(What to work on)
Output exactly, please, the lines of the records below from the one containing "In this exercise you will put a dot on the lamp" through the final line.

>>>

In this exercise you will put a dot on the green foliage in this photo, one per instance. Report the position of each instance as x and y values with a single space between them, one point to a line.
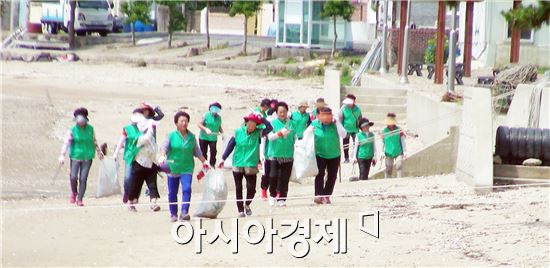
137 10
530 17
429 53
246 8
337 8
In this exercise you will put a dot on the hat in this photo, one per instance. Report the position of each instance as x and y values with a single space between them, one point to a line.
148 106
365 121
348 101
390 119
253 117
82 112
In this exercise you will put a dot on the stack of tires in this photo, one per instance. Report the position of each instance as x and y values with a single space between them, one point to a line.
514 145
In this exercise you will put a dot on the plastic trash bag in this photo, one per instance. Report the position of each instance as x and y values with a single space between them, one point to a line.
108 178
228 163
214 195
305 162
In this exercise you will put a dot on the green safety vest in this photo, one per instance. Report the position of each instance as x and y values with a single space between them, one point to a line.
327 141
301 120
247 149
392 142
366 145
82 145
213 123
351 117
130 145
181 153
282 147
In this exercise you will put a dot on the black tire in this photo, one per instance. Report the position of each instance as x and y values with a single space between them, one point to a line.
537 142
546 144
522 144
513 141
530 144
502 147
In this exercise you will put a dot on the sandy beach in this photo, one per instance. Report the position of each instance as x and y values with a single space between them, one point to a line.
424 221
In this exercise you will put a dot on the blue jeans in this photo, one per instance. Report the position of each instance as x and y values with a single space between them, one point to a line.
79 176
173 188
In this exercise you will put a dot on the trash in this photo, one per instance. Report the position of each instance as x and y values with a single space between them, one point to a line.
108 178
228 163
305 162
215 189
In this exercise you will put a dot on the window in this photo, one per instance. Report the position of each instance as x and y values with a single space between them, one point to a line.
525 35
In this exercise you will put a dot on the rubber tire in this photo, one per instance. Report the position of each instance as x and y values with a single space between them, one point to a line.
523 142
502 147
513 141
546 144
537 143
530 144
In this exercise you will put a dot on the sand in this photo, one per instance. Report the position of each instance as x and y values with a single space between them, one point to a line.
423 221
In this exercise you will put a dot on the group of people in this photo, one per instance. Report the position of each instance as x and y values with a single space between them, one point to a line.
265 141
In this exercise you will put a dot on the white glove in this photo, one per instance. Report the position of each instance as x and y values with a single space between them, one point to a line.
162 159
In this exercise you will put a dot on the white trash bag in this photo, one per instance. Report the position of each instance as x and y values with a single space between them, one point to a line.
108 178
228 163
305 162
215 189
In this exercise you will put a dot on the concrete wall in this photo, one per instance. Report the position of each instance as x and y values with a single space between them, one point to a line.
430 118
436 158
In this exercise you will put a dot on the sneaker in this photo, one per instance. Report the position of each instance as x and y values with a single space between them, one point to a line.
318 200
72 198
185 217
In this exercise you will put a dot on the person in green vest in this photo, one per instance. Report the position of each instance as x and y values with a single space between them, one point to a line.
130 134
210 127
319 104
393 140
246 158
301 118
82 146
327 132
364 152
280 154
178 152
350 116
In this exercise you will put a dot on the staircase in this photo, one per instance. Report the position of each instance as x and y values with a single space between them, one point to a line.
376 103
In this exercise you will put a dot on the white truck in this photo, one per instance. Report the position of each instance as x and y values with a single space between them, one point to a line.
90 16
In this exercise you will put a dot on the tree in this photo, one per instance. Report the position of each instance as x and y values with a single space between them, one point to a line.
247 9
176 20
529 17
136 11
334 9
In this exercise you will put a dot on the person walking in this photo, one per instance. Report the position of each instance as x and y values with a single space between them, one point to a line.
82 145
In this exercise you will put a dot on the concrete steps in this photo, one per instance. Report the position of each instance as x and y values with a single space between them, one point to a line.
376 103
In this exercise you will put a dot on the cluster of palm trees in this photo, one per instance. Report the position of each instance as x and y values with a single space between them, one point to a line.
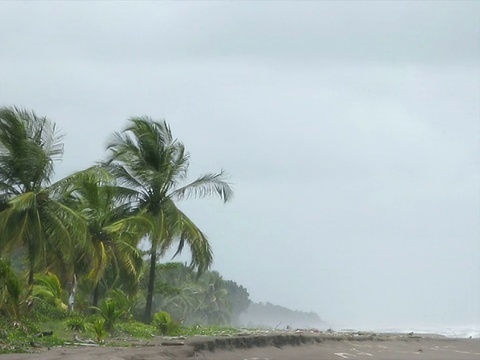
207 299
87 226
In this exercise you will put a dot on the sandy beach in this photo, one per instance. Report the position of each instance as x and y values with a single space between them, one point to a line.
275 347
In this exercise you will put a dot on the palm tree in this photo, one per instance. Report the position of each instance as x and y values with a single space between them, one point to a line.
31 216
113 230
146 158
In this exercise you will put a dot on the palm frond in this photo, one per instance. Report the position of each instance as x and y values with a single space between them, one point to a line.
206 185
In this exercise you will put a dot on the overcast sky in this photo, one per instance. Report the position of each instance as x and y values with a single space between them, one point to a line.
350 131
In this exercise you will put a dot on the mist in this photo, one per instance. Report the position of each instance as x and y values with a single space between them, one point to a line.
349 131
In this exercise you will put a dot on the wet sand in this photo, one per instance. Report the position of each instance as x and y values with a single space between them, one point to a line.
275 347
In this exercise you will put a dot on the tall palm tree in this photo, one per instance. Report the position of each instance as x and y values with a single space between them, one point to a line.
146 158
113 229
31 216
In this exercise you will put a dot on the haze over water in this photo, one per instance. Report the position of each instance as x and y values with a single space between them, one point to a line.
350 131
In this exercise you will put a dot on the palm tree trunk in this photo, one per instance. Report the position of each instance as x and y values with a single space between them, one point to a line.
95 294
147 317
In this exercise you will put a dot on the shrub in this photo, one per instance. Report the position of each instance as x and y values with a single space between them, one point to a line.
165 324
110 313
76 322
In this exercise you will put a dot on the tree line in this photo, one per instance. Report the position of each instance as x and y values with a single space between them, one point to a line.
81 234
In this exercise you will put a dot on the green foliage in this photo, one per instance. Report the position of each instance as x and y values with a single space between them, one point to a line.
164 323
49 289
100 330
10 291
76 322
110 313
124 302
136 329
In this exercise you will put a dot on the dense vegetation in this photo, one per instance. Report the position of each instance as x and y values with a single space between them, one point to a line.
70 254
276 316
72 246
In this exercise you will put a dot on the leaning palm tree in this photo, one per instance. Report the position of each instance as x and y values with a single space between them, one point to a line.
145 157
31 216
113 229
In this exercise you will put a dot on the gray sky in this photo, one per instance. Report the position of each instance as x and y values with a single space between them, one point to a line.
350 131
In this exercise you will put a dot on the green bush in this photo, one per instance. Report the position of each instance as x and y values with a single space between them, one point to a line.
136 329
99 328
164 323
110 312
76 322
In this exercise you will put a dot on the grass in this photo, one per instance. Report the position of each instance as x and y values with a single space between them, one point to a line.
25 337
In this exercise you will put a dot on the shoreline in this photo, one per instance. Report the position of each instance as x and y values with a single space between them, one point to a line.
284 345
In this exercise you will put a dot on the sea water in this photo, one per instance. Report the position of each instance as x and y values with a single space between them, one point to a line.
460 331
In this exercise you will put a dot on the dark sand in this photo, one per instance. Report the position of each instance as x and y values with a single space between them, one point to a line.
276 347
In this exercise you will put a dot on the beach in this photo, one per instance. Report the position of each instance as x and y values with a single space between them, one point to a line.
274 347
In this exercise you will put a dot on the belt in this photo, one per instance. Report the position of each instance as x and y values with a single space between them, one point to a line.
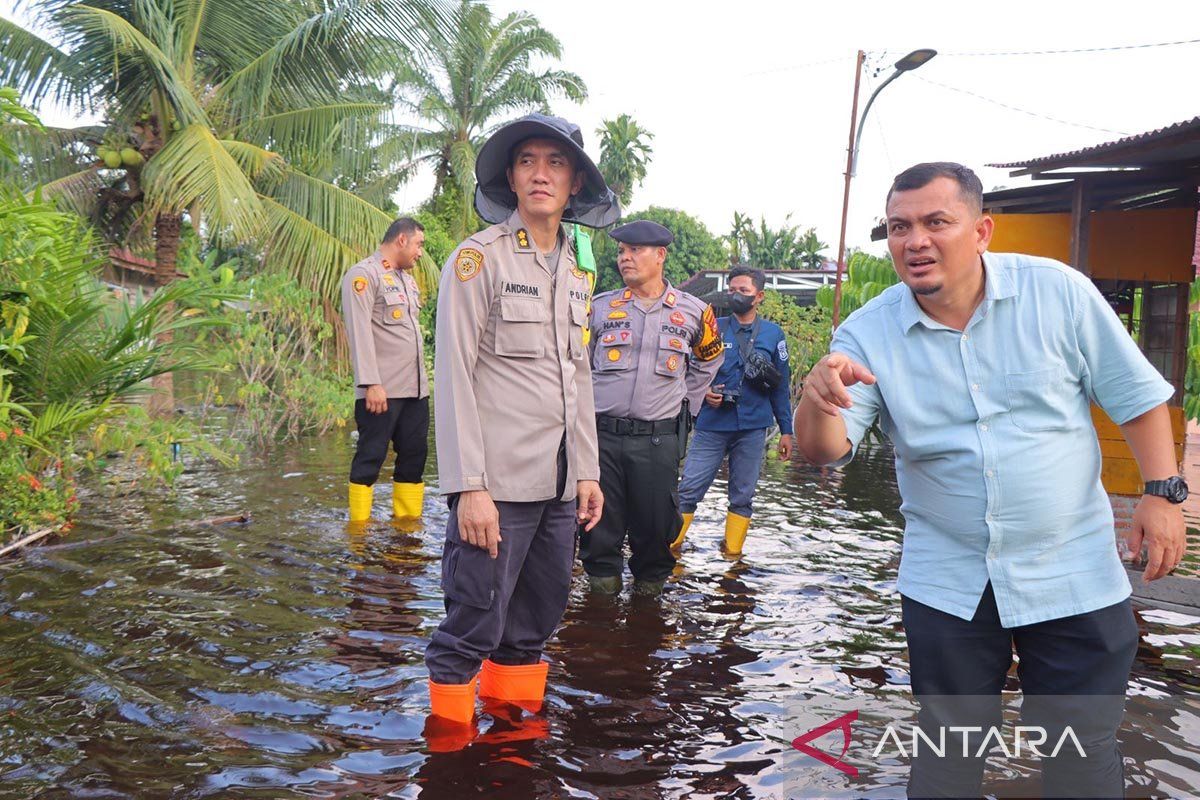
625 427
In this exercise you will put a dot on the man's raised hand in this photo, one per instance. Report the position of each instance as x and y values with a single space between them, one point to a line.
827 382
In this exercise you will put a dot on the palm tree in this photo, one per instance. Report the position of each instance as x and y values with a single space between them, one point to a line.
811 250
256 121
624 155
466 82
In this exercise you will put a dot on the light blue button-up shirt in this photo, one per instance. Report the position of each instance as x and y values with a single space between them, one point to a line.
997 461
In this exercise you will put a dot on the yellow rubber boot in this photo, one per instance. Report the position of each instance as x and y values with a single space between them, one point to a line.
522 685
736 527
683 531
407 500
360 501
454 702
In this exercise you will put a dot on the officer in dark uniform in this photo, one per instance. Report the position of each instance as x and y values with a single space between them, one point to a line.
654 352
751 391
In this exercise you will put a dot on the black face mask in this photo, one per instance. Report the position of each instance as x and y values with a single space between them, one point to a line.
741 304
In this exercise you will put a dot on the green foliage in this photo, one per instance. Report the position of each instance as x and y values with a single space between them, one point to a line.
263 120
136 449
71 356
771 248
466 79
273 362
34 495
808 330
624 155
695 248
867 276
1192 380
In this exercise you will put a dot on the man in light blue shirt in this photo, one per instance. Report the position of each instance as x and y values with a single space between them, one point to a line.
981 368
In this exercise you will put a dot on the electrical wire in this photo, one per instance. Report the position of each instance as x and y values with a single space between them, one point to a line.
1021 110
1085 49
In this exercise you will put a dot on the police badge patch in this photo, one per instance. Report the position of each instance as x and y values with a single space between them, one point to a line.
468 264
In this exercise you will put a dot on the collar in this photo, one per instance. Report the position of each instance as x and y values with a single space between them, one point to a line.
670 298
997 284
522 240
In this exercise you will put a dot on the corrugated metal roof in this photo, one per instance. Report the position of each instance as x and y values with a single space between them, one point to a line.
1114 148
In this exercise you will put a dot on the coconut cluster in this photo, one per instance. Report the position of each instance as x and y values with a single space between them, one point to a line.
115 157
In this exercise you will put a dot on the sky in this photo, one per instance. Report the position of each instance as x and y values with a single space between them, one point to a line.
749 102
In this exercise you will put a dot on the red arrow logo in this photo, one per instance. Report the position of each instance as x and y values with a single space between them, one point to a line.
843 723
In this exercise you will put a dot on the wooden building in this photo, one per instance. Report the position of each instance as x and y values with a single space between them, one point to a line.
1125 214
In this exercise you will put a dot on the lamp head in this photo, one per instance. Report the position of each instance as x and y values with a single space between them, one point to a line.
915 59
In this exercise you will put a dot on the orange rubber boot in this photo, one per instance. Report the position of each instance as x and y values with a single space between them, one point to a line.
523 685
451 725
454 702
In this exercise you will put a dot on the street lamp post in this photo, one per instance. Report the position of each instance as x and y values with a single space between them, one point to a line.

<<<

(Solution to the problem)
In this exercise you will put a dot on the lamp head in this photo, one per instance. Report the position of each instance as x and y values with a single space between them, one point to a line.
915 59
In this exercise you will put a dot on the orange rubber boot in this photo, one per instance. Report the position of each instance as x and y values with a single space between them, one point to a line.
523 685
451 725
454 702
In this exercise you will put a dot on the street lamp post in this photo, one per instance. Report the position of each instance as x and y values with a single space between them, one point to a line.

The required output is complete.